**TASK DIRECTIONS**: Return, word for word, only the lines from the one containing "Q: Point to the photographer" through the last line of the entries.
═══ ENTRIES
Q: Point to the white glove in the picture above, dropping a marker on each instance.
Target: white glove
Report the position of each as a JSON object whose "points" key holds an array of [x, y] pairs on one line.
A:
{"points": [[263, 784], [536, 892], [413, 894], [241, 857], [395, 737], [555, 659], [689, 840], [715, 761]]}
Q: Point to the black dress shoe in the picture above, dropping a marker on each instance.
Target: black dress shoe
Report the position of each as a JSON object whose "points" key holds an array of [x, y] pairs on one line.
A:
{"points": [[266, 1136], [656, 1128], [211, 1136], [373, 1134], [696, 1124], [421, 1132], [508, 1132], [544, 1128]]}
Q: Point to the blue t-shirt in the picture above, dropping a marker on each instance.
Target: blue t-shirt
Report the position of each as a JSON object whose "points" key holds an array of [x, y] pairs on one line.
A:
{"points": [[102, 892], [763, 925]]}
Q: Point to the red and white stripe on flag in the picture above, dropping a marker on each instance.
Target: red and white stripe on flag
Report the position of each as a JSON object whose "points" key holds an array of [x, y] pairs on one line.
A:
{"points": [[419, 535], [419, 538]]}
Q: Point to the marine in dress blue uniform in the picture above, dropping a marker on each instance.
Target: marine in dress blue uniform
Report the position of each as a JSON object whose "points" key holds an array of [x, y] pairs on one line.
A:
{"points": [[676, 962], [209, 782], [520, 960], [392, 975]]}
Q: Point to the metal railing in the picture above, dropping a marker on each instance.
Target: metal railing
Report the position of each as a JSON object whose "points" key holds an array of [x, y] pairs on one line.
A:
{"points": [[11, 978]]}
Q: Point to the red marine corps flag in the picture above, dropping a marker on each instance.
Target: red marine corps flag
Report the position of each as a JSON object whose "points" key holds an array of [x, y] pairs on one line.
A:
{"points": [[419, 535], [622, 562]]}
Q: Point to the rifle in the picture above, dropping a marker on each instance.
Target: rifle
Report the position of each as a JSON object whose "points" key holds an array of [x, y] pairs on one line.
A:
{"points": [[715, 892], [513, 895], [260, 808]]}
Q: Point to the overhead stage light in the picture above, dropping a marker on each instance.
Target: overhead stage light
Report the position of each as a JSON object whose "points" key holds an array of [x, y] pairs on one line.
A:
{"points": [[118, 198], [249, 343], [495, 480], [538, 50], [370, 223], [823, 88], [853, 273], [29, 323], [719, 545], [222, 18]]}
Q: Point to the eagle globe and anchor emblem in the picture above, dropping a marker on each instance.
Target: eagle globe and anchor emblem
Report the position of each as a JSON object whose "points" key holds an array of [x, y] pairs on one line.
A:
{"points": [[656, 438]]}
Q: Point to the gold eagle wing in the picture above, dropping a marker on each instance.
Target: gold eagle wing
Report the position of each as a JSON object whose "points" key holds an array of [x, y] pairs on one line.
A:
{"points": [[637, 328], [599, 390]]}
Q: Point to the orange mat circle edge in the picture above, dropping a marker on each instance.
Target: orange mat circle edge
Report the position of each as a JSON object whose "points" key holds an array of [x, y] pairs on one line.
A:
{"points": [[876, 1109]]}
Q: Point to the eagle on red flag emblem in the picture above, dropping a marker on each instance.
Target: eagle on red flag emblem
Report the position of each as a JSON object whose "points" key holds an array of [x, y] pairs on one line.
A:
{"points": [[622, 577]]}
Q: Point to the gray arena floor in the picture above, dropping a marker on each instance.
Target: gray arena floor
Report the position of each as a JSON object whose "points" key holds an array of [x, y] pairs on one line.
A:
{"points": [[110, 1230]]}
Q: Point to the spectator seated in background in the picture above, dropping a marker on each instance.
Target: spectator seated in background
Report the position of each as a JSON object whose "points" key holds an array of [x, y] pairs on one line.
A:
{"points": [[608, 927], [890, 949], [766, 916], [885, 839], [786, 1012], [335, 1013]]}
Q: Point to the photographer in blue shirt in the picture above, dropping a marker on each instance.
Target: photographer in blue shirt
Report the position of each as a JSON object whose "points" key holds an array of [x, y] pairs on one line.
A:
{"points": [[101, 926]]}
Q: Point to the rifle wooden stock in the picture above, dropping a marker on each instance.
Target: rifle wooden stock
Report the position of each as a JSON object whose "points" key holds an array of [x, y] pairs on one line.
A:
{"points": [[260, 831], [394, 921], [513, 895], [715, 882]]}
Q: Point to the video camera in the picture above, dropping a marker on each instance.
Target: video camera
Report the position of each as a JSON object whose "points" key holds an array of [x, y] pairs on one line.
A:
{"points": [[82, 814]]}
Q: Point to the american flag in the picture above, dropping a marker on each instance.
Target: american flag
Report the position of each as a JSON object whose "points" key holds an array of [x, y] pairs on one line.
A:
══════
**EXPECTED ANSWER**:
Q: Point to the photographer in blue shirt in the picture above, dropping a marker on each instance.
Target: photographer in blue shirt
Report the position of each as a JSON object whose "points" key holds an array of [x, y] pairs on one line.
A:
{"points": [[101, 926]]}
Q: Point to the rifle wooden stock in the picture above, dropping a marker on each instance.
Target: rifle wooden stock
Report the position of each as a JSON object whose "points" key holds an array of [x, y] pairs on one line.
A:
{"points": [[260, 831], [394, 921], [513, 895], [715, 882]]}
Q: Point to the video camera in the picture above, dropping a marker on each instance.
Target: video camera
Report the position of each as a JSON object whose "points" key holds an array of [x, y] pairs on one line.
A:
{"points": [[82, 814]]}
Q: Point to the american flag in the picture above, dropping a marker on each instance.
Target: american flag
Report the position of each as a JSON object whose "points" key holds an array of [x, y] pairs on one line.
A:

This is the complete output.